(Document segment)
[Start of Attachment]

In last Sunday’s New York Times (9/23/12), columnist Thomas L. Friedman, whom I admire and usually agree with, gave President Obama credit for daring to lead without fearing the politics. Among his examples of such leadership was “. . . saving the banks rather than throwing all the bankers in jail, which they deserved.”
Leaving aside the detail that the banks (most of them anyway since there were many bank failures during the crisis and its aftermath) were saved by Hank Paulson’s TARP and Ben Bernanke’s monetary policies, what got me was Friedman’s statement that all bankers deserved to be thrown in jail. What a reckless thing to say.
Prior to the crisis there were over 8,000 banks in the country, most of them community banks serving the small businesses and citizens of their local communities. Many of those that failed did so because they had purchased AAA-rated mortgage-backed securities thought to be both sound and liquid investments. Others that survived, some with TARP assistance, were also weakened by those investments. Most all of the 8,000 plus banks in the country were victims of the subprime crisis and had nothing to do with creating the crisis. It’s hard for me to understand why they deserve to be thrown in jail.

[End of Attachment]

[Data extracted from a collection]
[Start of Attachment]

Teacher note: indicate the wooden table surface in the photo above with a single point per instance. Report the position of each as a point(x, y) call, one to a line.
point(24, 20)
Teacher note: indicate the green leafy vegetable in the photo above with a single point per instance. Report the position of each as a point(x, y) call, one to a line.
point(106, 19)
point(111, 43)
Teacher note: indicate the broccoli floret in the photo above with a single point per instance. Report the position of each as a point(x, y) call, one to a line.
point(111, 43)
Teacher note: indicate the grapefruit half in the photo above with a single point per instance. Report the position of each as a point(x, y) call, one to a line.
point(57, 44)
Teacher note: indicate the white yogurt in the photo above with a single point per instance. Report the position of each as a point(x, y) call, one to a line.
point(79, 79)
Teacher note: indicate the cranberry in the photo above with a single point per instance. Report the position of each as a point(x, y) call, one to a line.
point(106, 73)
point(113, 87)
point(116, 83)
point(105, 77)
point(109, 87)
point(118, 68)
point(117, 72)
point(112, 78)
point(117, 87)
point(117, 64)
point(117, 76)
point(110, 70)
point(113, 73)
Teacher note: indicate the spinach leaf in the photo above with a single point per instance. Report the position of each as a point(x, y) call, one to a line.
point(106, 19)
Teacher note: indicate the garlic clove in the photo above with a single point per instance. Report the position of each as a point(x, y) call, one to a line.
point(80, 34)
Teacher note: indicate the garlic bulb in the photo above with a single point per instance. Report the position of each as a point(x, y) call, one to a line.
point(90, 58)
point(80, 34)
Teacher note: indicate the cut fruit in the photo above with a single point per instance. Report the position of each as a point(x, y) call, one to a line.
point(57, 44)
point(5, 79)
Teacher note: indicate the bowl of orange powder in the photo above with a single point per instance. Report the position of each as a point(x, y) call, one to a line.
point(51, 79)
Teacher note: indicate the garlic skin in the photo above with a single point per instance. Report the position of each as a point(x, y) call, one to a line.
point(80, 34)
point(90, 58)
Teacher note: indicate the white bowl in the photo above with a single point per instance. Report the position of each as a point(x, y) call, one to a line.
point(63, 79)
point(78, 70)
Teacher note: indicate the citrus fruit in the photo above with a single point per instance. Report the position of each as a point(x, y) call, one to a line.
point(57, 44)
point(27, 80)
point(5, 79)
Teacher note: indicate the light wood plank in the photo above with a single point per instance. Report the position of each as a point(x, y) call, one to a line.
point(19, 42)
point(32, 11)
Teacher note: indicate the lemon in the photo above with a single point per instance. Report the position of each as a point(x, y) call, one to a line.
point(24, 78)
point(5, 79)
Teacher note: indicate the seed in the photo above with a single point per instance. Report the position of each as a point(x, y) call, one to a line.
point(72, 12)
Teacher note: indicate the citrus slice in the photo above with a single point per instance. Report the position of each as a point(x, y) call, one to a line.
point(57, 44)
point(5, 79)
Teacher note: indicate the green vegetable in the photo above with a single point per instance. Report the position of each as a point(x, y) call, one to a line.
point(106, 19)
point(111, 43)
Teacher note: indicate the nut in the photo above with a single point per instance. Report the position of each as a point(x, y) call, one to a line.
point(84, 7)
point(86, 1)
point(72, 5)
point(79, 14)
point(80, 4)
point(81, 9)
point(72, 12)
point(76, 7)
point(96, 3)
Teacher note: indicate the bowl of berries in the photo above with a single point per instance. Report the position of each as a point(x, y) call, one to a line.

[End of Attachment]

(Directions)
**a)** How many banks were in the country before the crisis, according to the banking commentary?
**b)** Reproduce the banking commentary from "In last Sunday’s" to "thing to say.".
**c)** Resume the banking commentary from where it stops.
The records have no connection to the banking commentary.

(Outputs in order)
**a)** Over 8,000.

**b)**
In last Sunday’s New York Times (9/23/12), columnist Thomas L. Friedman, whom I admire and usually agree with, gave President Obama credit for daring to lead without fearing the politics. Among his examples of such leadership was “. . . saving the banks rather than throwing all the bankers in jail, which they deserved.”
Leaving aside the detail that the banks (most of them anyway since there were many bank failures during the crisis and its aftermath) were saved by Hank Paulson’s TARP and Ben Bernanke’s monetary policies, what got me was Friedman’s statement that all bankers deserved to be thrown in jail. What a reckless thing to say.

**c)**
The toxic subprime loans were made primarily by nonbanks outside the bank regulatory framework. Virtually all the packaging of those loans into MBAs was done by Wall Street Investment Banks such as Bear Stearns, Goldman Sachs, Morgan Stanley, Lehman Brothers, and Merrill Lynch. A few Wall Street banks that had merged with or acquired investment bank arms such as Citi and J.P. Morgan Chase were culpable, but those can probably be counted on the fingers of one hand.
Thomas Friedman probably didn’t intend his sweeping statement to be taken literally, but he said it, and he is influential. Misinformation like that has consequences. All banks, virtually all of which are innocent of wrongdoing, get to share in the backlash. They get to enjoy the burdens of the massive and mostly-beside-the-point Dodd-Frank law and the beefed-up and also mostly-beside-the-point Basil III rules. New FDIC Director Tom Hoenig has rightly called for those latter rules to be scrapped and replaced with something simpler, especially for community banks. Fixing Dodd-Frank will have to await regime change.